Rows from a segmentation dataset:
----

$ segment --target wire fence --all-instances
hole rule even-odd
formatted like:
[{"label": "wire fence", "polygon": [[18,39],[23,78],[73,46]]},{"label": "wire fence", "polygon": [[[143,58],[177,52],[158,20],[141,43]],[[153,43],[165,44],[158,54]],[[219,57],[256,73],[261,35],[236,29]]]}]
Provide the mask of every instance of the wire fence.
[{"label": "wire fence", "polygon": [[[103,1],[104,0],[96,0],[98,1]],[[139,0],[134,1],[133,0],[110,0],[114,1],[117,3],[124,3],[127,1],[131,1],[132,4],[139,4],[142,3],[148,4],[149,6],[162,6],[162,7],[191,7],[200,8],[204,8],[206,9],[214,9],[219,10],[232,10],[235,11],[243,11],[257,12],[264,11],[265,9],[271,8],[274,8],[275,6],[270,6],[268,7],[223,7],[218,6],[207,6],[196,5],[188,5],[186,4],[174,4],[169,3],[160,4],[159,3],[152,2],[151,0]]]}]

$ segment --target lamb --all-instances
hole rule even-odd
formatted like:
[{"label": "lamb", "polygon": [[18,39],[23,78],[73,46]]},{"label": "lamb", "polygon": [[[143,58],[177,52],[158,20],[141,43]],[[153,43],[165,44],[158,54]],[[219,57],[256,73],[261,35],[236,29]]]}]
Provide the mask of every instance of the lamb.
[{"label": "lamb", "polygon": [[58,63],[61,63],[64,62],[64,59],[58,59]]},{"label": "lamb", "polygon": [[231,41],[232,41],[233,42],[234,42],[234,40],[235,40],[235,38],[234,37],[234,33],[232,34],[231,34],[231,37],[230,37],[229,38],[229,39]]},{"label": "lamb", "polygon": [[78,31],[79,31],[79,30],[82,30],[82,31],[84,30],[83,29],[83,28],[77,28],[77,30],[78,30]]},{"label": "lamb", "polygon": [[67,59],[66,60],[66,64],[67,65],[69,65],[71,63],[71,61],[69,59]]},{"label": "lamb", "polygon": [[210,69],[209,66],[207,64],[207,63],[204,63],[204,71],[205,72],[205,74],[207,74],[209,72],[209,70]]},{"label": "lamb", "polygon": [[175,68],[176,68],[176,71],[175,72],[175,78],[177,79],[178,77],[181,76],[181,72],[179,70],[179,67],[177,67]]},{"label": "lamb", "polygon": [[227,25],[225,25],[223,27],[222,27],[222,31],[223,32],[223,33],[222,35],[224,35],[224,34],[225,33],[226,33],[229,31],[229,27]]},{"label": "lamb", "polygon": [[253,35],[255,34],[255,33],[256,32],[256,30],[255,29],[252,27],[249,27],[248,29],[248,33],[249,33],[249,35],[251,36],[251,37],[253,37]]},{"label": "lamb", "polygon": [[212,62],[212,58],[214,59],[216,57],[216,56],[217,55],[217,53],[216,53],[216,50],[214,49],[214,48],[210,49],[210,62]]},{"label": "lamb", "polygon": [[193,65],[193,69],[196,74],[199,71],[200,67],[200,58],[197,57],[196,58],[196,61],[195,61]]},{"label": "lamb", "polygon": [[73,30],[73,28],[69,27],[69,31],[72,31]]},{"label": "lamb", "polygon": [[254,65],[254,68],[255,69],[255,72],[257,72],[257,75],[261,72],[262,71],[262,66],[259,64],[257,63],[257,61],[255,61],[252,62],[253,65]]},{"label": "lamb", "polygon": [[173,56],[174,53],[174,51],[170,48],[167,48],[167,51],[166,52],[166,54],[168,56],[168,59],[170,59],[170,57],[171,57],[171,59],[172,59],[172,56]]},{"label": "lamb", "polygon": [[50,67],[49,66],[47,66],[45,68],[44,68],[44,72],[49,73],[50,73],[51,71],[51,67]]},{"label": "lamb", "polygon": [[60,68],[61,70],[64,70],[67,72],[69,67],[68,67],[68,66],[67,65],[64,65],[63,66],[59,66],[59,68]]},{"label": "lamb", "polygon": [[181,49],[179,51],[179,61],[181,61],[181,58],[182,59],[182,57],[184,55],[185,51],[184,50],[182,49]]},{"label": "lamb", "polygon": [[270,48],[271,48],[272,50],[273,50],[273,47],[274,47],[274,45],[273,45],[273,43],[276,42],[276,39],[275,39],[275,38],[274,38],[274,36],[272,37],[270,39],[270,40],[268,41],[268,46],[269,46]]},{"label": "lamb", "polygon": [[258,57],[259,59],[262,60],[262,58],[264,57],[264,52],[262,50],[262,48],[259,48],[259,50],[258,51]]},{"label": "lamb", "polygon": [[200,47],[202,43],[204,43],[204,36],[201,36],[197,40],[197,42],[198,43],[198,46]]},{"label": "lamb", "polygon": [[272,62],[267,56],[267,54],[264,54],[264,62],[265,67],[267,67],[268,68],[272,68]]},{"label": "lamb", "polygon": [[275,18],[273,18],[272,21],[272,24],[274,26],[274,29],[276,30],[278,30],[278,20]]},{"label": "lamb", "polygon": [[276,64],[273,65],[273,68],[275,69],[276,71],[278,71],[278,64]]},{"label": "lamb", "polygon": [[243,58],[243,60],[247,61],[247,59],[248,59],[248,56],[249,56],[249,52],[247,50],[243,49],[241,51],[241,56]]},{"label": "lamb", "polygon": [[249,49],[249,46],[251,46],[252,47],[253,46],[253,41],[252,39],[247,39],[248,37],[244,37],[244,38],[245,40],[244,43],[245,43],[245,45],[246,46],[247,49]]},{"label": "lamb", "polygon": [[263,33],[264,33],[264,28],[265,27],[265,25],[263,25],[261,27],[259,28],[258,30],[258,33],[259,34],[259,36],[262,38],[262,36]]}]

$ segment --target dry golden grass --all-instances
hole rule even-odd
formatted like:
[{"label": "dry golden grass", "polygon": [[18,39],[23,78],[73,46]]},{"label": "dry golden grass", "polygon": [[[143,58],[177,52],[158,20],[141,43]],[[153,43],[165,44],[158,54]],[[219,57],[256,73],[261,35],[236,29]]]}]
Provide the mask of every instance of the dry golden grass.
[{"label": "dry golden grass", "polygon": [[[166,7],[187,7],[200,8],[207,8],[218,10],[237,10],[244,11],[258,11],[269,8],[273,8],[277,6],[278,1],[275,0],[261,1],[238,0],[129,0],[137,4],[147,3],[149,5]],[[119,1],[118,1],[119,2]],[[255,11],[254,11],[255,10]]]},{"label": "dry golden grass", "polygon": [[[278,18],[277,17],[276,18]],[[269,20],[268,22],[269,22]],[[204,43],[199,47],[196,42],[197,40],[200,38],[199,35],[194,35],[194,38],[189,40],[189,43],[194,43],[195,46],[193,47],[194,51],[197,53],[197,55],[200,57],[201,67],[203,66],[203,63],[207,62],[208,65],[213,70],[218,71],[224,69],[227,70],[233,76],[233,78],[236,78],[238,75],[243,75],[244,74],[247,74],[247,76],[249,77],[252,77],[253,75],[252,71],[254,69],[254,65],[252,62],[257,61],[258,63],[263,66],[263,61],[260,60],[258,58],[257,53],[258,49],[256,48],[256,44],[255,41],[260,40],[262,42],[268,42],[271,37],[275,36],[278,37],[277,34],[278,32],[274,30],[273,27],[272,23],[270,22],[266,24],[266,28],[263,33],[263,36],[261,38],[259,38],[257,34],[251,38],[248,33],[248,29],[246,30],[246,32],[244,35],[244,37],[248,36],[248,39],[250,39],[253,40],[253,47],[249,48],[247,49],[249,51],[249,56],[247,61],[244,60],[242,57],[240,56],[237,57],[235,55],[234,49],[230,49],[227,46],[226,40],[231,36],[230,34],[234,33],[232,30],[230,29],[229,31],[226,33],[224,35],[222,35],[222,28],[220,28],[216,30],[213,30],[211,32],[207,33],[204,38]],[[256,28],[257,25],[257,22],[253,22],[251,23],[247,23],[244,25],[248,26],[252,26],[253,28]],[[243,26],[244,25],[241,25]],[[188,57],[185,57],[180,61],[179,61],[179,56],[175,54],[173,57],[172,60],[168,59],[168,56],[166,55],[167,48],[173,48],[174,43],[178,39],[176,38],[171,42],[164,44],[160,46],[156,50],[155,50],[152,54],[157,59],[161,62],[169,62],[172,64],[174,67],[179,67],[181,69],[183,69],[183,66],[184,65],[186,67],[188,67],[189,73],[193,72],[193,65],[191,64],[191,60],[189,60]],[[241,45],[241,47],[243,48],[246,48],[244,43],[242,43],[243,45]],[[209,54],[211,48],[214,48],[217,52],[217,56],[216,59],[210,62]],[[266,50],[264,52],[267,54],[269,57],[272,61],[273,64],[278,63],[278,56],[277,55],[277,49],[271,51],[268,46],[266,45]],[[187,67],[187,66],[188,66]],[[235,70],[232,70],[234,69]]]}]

----

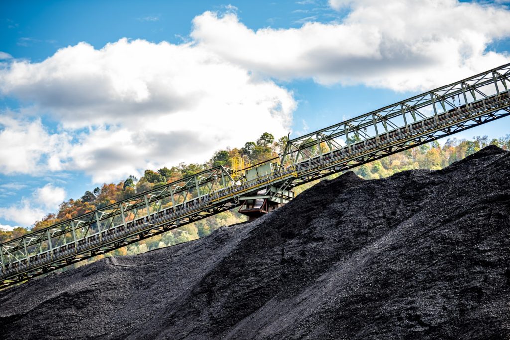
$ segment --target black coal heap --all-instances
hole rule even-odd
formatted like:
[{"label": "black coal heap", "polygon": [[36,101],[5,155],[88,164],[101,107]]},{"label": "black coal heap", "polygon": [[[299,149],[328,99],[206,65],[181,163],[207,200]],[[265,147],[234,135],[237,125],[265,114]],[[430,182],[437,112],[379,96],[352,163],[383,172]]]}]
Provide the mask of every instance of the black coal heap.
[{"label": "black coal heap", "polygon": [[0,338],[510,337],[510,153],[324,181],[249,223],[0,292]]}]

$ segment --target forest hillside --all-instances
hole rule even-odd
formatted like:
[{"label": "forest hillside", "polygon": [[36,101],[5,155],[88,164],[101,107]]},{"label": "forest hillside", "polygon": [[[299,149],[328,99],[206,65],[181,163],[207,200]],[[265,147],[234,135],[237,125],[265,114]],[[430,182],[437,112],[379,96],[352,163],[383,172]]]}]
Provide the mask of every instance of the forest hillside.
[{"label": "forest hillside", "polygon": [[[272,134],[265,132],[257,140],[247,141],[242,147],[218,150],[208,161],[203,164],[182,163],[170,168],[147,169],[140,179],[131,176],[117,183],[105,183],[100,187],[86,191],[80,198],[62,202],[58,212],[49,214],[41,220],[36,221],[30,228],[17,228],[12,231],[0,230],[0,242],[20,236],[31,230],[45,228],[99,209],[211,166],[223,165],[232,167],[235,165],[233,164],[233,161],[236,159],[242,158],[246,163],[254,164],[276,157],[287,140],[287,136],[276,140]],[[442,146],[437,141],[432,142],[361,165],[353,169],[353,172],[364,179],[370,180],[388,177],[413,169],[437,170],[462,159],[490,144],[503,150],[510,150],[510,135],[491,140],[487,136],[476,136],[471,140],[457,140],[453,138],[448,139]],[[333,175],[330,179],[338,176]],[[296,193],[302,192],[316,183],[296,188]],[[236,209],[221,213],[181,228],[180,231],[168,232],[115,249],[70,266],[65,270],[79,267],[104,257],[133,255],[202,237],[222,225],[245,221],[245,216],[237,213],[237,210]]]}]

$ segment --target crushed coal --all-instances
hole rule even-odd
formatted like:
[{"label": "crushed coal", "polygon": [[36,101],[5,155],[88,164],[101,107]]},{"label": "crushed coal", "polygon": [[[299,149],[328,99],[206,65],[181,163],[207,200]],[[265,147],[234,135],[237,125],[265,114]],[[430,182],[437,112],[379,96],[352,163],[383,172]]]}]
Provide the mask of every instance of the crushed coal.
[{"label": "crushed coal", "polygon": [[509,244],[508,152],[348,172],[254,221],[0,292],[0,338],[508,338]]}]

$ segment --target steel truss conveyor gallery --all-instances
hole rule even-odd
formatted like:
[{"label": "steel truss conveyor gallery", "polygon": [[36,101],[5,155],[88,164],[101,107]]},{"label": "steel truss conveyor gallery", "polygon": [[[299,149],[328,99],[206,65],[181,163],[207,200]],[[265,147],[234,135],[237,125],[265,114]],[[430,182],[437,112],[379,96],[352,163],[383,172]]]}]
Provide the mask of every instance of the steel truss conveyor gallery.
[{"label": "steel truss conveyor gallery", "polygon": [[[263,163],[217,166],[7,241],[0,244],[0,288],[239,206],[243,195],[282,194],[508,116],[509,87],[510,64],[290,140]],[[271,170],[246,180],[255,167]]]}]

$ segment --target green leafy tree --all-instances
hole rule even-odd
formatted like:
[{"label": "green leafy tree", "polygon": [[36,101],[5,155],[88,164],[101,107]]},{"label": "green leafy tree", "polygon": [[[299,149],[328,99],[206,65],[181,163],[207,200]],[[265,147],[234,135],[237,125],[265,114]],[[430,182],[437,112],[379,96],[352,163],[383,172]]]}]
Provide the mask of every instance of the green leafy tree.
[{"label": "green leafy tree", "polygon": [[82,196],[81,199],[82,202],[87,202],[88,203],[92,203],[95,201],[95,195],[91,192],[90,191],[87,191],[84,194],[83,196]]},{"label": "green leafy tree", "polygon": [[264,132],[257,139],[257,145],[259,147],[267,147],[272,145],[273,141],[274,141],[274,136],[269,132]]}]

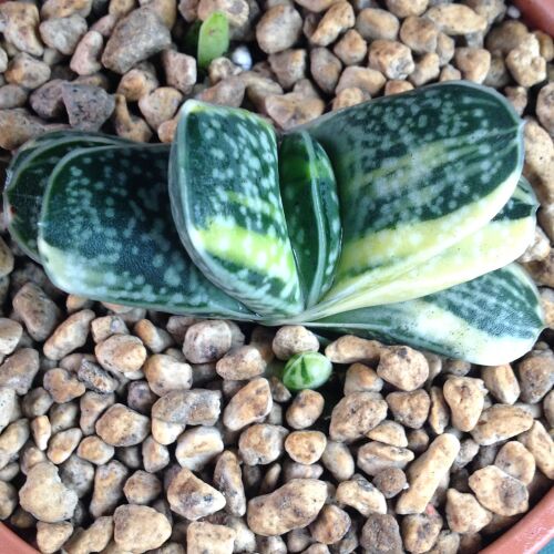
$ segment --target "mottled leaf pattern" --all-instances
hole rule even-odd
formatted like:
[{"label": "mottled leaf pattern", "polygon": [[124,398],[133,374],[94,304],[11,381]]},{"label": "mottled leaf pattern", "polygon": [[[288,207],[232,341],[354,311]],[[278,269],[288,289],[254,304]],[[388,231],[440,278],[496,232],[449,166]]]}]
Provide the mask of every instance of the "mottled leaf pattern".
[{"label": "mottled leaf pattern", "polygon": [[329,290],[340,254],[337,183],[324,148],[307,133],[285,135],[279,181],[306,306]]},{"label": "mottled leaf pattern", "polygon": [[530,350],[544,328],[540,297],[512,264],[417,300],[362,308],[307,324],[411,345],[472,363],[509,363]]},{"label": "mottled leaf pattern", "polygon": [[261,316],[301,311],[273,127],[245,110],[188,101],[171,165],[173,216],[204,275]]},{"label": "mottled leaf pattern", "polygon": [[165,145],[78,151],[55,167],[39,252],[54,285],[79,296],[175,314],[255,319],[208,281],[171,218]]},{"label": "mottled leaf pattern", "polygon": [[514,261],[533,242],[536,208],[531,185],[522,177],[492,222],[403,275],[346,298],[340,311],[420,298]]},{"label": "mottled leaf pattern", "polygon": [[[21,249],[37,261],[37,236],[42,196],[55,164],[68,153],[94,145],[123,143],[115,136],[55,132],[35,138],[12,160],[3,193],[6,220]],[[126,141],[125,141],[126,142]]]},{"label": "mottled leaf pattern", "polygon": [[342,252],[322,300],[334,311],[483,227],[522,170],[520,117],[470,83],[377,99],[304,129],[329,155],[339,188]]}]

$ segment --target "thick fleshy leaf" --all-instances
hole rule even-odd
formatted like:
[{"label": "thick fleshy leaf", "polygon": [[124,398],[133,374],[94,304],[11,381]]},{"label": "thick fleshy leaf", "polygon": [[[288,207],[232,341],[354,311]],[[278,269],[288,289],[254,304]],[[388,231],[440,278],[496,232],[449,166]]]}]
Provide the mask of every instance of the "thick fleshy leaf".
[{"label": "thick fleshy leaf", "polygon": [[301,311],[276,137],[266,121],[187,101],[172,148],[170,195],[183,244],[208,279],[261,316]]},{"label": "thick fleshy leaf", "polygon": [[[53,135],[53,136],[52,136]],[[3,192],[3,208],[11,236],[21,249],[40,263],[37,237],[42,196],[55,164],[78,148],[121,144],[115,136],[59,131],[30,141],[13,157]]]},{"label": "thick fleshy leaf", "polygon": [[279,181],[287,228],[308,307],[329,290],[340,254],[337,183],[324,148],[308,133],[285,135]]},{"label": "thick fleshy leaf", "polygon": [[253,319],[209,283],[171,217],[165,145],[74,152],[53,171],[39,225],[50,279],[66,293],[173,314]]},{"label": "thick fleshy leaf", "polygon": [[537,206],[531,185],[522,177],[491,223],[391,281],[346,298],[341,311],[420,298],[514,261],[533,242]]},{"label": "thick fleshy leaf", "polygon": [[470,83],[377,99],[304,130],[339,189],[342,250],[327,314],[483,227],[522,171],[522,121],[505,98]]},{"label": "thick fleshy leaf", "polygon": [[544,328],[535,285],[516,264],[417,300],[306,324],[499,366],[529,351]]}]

----

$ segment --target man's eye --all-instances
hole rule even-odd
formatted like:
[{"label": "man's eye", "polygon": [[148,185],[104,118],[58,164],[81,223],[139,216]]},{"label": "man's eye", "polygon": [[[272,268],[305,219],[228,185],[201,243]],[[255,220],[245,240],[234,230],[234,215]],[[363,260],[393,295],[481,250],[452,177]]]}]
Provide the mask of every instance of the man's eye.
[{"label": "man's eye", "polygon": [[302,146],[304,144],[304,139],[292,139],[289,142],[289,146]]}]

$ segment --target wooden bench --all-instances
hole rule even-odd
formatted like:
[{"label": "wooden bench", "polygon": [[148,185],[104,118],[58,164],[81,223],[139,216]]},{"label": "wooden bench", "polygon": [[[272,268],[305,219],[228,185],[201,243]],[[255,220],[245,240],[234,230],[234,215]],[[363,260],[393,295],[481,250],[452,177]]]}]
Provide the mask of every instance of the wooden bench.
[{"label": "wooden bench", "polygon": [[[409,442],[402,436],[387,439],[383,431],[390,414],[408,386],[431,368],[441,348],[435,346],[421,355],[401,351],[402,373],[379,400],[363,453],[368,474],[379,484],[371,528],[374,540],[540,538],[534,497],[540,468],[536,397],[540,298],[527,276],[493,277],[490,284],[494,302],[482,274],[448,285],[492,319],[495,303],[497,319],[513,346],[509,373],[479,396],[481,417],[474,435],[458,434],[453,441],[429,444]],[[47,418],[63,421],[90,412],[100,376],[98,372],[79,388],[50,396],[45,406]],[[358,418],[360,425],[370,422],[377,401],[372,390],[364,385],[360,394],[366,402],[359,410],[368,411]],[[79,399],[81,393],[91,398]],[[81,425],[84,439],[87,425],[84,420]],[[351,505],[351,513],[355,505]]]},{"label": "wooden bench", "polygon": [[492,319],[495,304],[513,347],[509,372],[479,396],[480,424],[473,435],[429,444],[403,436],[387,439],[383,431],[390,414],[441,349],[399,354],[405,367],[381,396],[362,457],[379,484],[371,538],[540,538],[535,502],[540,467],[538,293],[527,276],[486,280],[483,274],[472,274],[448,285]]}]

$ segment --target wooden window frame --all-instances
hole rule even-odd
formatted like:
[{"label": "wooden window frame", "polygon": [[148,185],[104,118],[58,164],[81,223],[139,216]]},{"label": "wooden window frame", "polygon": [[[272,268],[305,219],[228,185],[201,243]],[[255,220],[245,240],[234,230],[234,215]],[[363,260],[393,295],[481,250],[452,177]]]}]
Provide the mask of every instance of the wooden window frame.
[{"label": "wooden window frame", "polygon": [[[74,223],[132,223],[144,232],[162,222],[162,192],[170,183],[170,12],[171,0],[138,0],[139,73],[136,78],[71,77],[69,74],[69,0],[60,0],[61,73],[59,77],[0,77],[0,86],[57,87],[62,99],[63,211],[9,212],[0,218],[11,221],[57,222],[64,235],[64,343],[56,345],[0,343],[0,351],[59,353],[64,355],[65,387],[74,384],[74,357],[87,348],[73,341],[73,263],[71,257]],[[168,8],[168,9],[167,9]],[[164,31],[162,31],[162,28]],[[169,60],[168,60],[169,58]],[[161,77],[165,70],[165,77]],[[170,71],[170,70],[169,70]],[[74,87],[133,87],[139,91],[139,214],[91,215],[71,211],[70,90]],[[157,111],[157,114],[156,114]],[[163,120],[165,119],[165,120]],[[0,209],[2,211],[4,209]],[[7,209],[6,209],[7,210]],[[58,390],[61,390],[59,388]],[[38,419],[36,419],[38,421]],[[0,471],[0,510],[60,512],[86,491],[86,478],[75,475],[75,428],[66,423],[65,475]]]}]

----

Rename "wire fence" to "chain-link fence" throughout the data, beginning at the line that has "wire fence --all-instances" and stopping after the line that has "Provide the mask of every instance of the wire". Return only those lines, with everything else unchanged.

**EXPECTED ANSWER**
$ segment --target chain-link fence --all-instances
hole rule even-odd
formatted like:
[{"label": "chain-link fence", "polygon": [[18,39],[23,78],[73,46]]},{"label": "chain-link fence", "polygon": [[[143,58],[177,52],[158,20],[141,43]],[[153,43],[165,44],[158,54]],[[219,57],[256,73],[261,35],[236,29]]]}]
Provide the mask of every instance of the chain-link fence.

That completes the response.